Exercícios
(a) Segundo o texto sobre o aborto no Brasil, com que frequência o aborto clandestino mata uma mulher no país?
(b) Por favor, prolongue o texto sobre o aborto no Brasil, começando logo após a última frase apresentada.

Texto para leitura
É preciso ter em mente que, hoje, no Brasil, desde que a pessoa tenha dinheiro para pagar, o aborto é possível. No entanto, a mulher pobre e em situação de vulnerabilidade, para ter o direito concedido, precisa provar que foi estuprada ou estar à beira da morte. O que a barbárie acontecida a essa criança de dez anos de idade traz à tona é que, para a grande parcela das mulheres, até mesmo esse direito encontra-se em risco frente a um legislativo tomado por conservadores e representantes da moral burguesa. Daí duas consequências: às mulheres pobres resta ou o aborto clandestino, que atualmente mata uma mulher a cada duas horas no país; ou arcar com uma gravidez indesejada sob o argumento do “direito do nascituro”. Para assegurar seu poder, a burguesia não hesita – e não hesitará – em desmantelar gradativamente os poucos avanços no campo jurídico para assegurar a manutenção da ordem da sociedade, que é a ordem da divisão de classes.

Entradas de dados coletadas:
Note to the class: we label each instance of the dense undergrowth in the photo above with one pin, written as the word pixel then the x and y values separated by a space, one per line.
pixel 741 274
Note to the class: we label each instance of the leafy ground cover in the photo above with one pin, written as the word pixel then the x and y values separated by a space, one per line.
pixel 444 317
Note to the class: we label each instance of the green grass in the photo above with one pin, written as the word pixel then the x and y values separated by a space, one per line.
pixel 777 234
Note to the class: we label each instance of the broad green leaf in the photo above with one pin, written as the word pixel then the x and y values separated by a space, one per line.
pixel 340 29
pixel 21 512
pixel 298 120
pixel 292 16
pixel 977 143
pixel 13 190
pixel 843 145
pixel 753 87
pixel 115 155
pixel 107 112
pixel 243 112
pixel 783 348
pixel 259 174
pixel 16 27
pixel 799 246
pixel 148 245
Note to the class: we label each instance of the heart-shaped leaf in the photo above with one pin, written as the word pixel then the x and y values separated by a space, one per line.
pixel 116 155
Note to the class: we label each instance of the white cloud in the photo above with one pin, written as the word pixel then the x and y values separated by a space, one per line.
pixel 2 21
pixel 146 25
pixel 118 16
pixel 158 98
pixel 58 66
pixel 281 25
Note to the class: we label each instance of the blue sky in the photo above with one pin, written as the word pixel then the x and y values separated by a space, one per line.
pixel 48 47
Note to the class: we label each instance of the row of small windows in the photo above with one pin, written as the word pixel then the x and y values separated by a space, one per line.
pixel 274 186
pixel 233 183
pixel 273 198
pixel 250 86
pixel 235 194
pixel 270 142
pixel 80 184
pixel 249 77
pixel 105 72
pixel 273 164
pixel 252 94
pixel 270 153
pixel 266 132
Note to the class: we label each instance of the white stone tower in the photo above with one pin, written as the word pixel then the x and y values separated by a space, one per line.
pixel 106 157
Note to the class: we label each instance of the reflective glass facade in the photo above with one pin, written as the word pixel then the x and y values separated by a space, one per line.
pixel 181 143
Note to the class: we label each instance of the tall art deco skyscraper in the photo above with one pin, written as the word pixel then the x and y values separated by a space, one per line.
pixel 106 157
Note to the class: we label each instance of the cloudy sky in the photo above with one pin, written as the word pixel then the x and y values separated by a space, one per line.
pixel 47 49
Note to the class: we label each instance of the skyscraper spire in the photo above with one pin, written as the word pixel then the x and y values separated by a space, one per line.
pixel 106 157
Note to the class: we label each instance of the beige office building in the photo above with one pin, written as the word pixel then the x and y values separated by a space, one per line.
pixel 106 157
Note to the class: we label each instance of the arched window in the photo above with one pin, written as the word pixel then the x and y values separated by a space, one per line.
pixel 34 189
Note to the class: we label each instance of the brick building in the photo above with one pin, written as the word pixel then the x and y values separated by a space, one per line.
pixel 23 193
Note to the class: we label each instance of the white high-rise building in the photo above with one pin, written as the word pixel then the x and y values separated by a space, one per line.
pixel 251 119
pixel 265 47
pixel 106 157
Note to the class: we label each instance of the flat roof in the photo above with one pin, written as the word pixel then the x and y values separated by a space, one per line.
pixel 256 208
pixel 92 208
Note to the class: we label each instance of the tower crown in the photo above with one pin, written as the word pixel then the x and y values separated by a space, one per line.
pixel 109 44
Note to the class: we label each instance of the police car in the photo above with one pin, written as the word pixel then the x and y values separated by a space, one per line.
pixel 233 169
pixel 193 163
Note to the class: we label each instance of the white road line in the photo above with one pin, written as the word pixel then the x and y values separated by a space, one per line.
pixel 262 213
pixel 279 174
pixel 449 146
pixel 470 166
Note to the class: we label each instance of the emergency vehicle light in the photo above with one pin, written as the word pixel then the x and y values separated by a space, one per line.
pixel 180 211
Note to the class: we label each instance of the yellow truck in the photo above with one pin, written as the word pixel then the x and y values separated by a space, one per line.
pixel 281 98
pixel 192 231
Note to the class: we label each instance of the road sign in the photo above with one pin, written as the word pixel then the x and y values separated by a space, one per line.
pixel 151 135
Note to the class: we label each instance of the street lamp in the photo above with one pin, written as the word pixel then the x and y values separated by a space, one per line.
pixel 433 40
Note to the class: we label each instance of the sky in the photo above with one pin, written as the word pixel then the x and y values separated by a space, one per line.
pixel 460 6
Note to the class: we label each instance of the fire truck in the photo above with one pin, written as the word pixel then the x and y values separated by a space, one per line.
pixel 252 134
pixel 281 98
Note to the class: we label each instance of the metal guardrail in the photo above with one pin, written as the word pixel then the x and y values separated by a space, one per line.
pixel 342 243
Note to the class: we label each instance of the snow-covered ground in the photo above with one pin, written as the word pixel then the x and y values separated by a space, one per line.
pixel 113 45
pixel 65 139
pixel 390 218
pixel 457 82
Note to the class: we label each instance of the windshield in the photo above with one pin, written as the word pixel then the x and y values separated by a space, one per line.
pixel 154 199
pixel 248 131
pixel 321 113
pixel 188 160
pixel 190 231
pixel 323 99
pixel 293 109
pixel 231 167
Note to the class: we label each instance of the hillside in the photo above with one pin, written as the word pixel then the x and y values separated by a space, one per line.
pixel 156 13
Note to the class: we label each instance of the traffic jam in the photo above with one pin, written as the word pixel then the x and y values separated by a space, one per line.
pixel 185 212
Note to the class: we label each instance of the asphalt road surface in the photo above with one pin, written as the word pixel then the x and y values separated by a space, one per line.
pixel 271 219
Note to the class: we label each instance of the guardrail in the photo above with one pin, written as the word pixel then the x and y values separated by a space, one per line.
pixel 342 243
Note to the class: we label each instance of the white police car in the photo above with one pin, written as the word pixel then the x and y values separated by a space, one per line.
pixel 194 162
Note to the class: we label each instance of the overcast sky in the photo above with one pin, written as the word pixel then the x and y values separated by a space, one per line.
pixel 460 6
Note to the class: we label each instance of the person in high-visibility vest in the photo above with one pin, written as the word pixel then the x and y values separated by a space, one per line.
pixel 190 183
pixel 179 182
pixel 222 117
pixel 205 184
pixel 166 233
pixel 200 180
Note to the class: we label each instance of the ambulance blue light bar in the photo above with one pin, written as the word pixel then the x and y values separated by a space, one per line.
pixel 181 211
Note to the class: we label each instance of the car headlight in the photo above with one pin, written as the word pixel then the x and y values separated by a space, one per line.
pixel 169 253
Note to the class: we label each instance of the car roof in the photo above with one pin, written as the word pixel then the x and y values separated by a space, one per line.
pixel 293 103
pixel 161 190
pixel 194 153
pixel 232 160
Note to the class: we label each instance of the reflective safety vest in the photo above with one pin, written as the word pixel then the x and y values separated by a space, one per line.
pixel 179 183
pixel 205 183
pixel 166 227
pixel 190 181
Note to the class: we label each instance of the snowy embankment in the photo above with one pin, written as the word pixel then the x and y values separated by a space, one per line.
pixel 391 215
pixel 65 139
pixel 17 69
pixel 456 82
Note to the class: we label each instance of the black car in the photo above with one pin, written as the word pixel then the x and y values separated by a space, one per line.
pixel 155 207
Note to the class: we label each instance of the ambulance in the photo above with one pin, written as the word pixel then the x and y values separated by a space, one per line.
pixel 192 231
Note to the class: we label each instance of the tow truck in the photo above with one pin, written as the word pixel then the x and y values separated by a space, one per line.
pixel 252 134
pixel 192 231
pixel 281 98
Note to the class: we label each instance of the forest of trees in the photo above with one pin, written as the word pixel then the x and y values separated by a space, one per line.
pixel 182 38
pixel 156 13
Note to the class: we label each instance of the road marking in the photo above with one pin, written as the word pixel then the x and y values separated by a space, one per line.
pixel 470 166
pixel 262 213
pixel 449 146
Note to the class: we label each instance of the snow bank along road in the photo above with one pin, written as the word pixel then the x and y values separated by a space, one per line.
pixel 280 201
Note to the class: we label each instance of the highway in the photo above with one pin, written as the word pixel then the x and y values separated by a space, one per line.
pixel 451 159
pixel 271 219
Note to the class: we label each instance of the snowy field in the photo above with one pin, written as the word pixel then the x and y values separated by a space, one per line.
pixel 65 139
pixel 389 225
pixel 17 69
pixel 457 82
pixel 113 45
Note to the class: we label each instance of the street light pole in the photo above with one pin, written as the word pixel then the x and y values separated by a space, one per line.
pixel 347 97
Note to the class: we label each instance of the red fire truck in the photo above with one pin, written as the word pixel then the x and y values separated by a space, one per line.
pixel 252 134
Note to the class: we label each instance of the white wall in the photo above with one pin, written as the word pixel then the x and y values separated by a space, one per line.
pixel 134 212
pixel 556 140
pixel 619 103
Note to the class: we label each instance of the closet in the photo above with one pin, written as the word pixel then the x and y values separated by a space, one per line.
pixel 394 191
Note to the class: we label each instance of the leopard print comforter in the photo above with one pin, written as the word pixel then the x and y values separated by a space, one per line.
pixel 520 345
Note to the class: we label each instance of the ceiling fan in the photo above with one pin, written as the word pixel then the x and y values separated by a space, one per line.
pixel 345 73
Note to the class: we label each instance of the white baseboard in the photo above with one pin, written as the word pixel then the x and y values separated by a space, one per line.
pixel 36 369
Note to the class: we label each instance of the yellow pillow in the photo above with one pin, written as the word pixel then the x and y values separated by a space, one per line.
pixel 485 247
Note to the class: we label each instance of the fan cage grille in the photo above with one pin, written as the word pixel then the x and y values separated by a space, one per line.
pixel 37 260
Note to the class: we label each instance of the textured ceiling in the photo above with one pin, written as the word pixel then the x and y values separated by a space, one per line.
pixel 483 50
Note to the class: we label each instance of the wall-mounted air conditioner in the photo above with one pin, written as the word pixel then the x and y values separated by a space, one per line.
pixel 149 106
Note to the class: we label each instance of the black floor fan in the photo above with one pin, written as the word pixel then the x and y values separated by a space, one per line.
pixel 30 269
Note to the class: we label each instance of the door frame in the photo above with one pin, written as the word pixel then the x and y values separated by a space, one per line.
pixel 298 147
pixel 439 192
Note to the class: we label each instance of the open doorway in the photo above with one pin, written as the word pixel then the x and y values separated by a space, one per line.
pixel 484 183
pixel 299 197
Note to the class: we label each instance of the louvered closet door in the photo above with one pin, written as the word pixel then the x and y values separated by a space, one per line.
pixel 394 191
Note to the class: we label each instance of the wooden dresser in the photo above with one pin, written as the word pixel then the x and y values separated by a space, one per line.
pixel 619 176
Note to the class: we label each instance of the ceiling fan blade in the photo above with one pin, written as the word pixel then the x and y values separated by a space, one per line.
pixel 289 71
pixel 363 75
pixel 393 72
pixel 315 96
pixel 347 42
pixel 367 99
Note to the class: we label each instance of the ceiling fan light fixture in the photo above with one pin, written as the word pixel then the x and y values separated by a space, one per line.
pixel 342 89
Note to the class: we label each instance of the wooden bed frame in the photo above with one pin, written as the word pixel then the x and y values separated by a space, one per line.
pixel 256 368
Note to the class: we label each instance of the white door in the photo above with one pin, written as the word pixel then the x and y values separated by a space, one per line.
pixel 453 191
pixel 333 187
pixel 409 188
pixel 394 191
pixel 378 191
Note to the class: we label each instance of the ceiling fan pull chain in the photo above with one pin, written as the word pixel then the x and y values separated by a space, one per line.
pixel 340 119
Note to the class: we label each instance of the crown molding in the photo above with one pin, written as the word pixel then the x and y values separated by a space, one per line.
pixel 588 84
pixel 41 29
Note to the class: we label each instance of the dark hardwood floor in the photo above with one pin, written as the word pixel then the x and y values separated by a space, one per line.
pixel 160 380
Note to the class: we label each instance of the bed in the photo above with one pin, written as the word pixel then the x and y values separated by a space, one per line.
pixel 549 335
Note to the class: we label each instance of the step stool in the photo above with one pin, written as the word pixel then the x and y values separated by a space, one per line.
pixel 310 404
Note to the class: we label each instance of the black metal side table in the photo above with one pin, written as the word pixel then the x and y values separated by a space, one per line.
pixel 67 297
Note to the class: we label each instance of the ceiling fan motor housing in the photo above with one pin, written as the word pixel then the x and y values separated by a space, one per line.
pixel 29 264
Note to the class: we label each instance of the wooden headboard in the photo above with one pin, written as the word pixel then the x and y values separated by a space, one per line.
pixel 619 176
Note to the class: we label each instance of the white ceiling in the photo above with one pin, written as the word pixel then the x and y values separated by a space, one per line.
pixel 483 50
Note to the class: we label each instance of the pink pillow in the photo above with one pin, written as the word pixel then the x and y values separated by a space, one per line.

Resultados do exercício
(a) Uma mulher a cada duas horas.

(b)
Soma-se à isso, no atual contexto brasileiro, o papel reacionário e de ataques desempenhado por Bolsonaro e seus ministros. As ações de Damares e, nesse caso, a divulgação criminosa das informações da menina por Sara Winter acentuam a necessidade de lutar pela derrubada desse governo. A postura conservadora e reacionária demonstrada pelo presidente e pela ala “moralista” do governo tem como objetivo reforçar preconceitos e comportamentos atrasados da sociedade, colocando em risco as liberdades democráticas conquistadas pelos trabalhadores na luta de classes.
As mesmas pessoas que dizem defender “a vida”, e que se reuniram na frente do hospital para ofender a criança e os médicos, são as mesmas que reforçam a falácia da meritocracia, da “prosperidade”, defendem a família burguesa e julgam, sem economizar preconceitos, aqueles que não rezam a sua cartilha, desconsiderando toda violência sofrida pela criança e sua vontade em relação ao aborto.
É preciso defender a laicidade das decisões do Estado, o direito ao aborto seguro e gratuito a todas as mulheres que assim desejarem e os direitos já conquistados por nós no que diz respeito aos crimes de estupro e violência contra a mulher, crianças e adolescentes.
Casos como esse demonstram a hipocrisia da burguesia, seu Estado e Judiciário. Demonstram a barbárie crescente em que vivemos sob o capitalismo e a necessidade urgente de derrubarmos esse sistema!
- Combater toda violência contra a mulher!
- Pela legalização do aborto e laicização das decisões do Estado!
- Fora Bolsonaro! Por um governo dos trabalhadores sem patrões nem generais!